**Written request:** Transcribe the listing below word for word.

**Stored data:**
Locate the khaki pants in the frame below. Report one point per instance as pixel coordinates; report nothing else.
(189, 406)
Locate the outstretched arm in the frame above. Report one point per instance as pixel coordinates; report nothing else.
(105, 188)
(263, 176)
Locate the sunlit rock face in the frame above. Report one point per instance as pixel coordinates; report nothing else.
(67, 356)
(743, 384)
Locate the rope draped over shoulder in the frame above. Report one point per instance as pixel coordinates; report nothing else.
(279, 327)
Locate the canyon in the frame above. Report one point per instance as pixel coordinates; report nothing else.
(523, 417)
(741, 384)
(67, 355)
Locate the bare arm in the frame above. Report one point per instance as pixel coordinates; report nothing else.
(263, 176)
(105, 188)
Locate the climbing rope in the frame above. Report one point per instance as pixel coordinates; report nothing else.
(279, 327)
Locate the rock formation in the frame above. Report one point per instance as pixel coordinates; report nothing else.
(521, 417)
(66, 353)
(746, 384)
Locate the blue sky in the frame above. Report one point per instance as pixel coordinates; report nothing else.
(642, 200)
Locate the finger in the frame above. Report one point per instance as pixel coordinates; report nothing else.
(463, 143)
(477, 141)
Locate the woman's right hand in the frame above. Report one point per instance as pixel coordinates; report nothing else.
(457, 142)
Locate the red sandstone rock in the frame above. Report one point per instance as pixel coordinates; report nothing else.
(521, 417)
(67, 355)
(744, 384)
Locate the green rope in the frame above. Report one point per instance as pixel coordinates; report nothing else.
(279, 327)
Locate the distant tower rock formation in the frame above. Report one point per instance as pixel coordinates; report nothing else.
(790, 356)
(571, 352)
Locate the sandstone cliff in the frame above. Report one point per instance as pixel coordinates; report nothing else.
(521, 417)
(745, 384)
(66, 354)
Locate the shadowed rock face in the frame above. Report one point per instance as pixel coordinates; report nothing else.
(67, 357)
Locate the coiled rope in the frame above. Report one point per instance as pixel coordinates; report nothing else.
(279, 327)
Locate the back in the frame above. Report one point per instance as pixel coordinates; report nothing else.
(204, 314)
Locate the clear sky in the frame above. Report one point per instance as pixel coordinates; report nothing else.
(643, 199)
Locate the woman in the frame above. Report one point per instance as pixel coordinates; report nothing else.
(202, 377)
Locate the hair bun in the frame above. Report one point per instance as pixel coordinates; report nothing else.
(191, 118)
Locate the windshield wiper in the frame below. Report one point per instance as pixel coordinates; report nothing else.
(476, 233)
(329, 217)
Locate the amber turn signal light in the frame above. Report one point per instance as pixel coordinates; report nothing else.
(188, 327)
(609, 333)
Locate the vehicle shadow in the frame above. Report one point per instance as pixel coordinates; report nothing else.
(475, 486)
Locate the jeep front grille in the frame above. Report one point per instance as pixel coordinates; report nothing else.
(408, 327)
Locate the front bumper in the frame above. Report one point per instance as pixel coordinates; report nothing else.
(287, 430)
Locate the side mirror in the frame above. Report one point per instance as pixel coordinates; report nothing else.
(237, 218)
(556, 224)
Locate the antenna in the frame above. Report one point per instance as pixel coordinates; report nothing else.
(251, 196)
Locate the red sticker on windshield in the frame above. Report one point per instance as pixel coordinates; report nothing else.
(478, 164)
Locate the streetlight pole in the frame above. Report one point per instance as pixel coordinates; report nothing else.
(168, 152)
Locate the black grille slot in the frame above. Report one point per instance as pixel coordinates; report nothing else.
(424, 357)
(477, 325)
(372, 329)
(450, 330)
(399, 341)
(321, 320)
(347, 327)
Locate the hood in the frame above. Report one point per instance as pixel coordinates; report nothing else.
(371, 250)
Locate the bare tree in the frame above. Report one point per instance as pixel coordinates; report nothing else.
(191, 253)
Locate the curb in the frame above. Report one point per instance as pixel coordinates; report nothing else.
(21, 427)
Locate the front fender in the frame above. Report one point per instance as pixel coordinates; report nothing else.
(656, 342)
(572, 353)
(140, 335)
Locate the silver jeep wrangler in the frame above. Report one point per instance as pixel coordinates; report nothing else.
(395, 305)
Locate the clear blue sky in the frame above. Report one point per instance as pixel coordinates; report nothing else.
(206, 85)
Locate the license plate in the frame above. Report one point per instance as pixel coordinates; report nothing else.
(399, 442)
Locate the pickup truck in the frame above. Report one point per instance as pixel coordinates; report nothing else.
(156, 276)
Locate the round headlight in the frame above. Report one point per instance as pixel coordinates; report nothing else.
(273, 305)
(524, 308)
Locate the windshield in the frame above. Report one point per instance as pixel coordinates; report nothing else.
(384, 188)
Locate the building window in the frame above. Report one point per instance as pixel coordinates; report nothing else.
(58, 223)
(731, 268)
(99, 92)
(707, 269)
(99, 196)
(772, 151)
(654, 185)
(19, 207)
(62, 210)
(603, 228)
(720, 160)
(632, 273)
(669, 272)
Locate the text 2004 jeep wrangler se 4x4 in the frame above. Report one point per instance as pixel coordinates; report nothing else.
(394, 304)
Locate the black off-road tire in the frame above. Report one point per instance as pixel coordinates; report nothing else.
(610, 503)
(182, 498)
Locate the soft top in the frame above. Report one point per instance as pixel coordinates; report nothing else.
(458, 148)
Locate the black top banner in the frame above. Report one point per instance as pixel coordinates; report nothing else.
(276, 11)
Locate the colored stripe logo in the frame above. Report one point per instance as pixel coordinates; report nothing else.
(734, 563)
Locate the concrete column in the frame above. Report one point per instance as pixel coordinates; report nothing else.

**Complete response:**
Locate the khaki pants in the frame below. Report one point per instance as pixel coordinates; report nothing else.
(189, 406)
Locate the outstretched arm in the frame above. Report one point per instance as pixel coordinates; report nothing else.
(105, 188)
(263, 176)
Locate the sunlit rock face in the frame above. Report one point per instance as pixel coordinates; report nothing else.
(67, 356)
(743, 384)
Locate the rope draped over shoulder in the frame above. Report one point per instance as pixel coordinates; report nothing else.
(279, 327)
Locate the canyon in the frame above. Report one point per instance as pixel coordinates; report nothing else.
(523, 417)
(741, 384)
(67, 355)
Locate the bare arm in the frame above. Report one point per instance as pixel coordinates; report nothing else.
(263, 176)
(105, 188)
Locate the climbing rope in the frame above. Report one point per instance as pixel coordinates; report nothing else.
(279, 327)
Locate the rock formation in the frame above. Report one point per instance as pixel coordinates; report nothing else.
(521, 417)
(66, 353)
(746, 384)
Locate the blue sky in the frame above. Report one point per instance as pixel coordinates; report nothing else.
(642, 200)
Locate the finger in the frame above. Report one point per instance as pixel coordinates; report nothing else.
(463, 143)
(477, 141)
Locate the woman's right hand in the frame above. Report one point per instance as pixel coordinates; report nothing else.
(457, 142)
Locate the red sandstone rock in the frame above. Report one point per instance as pixel coordinates; report nothing else.
(521, 417)
(67, 355)
(744, 384)
Locate the green rope in the frame above. Report one point per instance as pixel coordinates; report nothing else.
(279, 327)
Locate the distant tower rock formation in the frame above. Report one point per instance as pixel coordinates; report nothing else.
(790, 356)
(571, 352)
Locate the sandstone cliff in the frame above. Report one point per instance as pixel coordinates; report nothing else.
(521, 417)
(745, 384)
(66, 354)
Locate the shadowed rock face in the frame above. Report one point per instance as pixel coordinates; report nothing else.
(67, 357)
Locate the coiled rope in the frame above. Report one point per instance as pixel coordinates; report nothing else.
(279, 327)
Locate the back in the frame above. Report one point per instance as pixel coordinates; report nothing else.
(204, 314)
Locate the clear sky in the frame above. Report one point per instance as pixel coordinates; report nothing else.
(643, 199)
Locate the woman in the frame above. Report one point per instance as pixel coordinates; report nothing else.
(202, 377)
Locate the hair bun in the frame above. Report one point per instance as pixel coordinates; report nothing else.
(191, 118)
Locate the windshield wiper in the frame below. Report one point per instance as pixel coordinates; report nothing else.
(476, 233)
(329, 217)
Locate the amber turn signal light in the frame above. Report one point per instance as pixel coordinates; report nothing else.
(188, 327)
(609, 333)
Locate the vehicle shadow in the frame above. Report one point per instance as pixel coordinates; report nothing else.
(475, 486)
Locate the jeep front grille in the frame above. Report one point per instance as pixel coordinates; report nothing else.
(408, 327)
Locate the front bumper in the frame above. Report one point per instance as pixel coordinates; report nothing else.
(287, 430)
Locate the side mirror in the frame above. Report one point per instance as pixel coordinates; report nothing else.
(237, 218)
(556, 224)
Locate the antenna in the frame above. Report one point per instance as pixel coordinates; report nothing else.
(251, 196)
Locate the red sticker on windshield in the frame above. Report one point per instance as pixel coordinates; report nothing else.
(478, 164)
Locate the streetlight pole in the frame above. Report one point per instance as pixel coordinates; report nothing else.
(168, 152)
Locate the black grille slot in the frame above. Report one point per instance as pixel coordinates; report nothing else.
(424, 357)
(477, 325)
(372, 329)
(450, 330)
(399, 341)
(321, 320)
(347, 327)
Locate the hood in the frame above. Report one point per instance as pixel coordinates; report nothing else.
(371, 250)
Locate the bare tree in the frame above. Report one point per instance as pixel coordinates; report nothing else.
(191, 253)
Locate the curb in the frame above. Report one point per instance as pixel coordinates; report nothing else.
(21, 427)
Locate the front fender in the frame above. Report one point per instance as pixel coordinates; report nothing else.
(656, 342)
(572, 353)
(140, 335)
Locate the silver jeep wrangler in the frame above. Report one point per instance as pixel coordinates; report nothing else.
(395, 305)
Locate the clear blue sky in the frame above. Report one point per instance as pixel coordinates; report nothing else.
(206, 85)
Locate the license plate in the frame above. Report one point per instance as pixel coordinates; report nothing else.
(399, 442)
Locate the pickup truck in the frame above. Report one point per instance as pixel coordinates; report nothing else.
(156, 276)
Locate the round headlight in the frame above. Report one point per instance as pixel coordinates; report nothing else.
(273, 305)
(524, 308)
Locate the windshield in the frame above. Report one point per instance as pixel coordinates; report nothing else.
(384, 188)
Locate the building window in the frame above. Report one point per instance as pixel coordinates; report nothing else.
(58, 223)
(731, 268)
(99, 92)
(707, 269)
(99, 196)
(772, 151)
(654, 185)
(19, 207)
(62, 210)
(603, 228)
(720, 160)
(632, 273)
(669, 272)
Locate the text 2004 jeep wrangler se 4x4 in the frame above. Report one point per instance as pixel coordinates; report nothing else.
(394, 304)
Locate the black off-road tire in the frame above. Report one point per instance as pixel coordinates; report nothing else.
(610, 503)
(182, 498)
Locate the soft top in the frame above. Report one point per instance as pixel coordinates; report nothing else.
(458, 148)
Locate the black top banner in the frame above. Report one point per instance as pixel coordinates; report nothing else.
(276, 11)
Locate the colored stripe logo in the frame above. Report one point per instance as pixel coordinates; report nothing else.
(734, 563)
Locate the concrete column in the frame above. Report one point per instance as pixel coordinates; report nothing else.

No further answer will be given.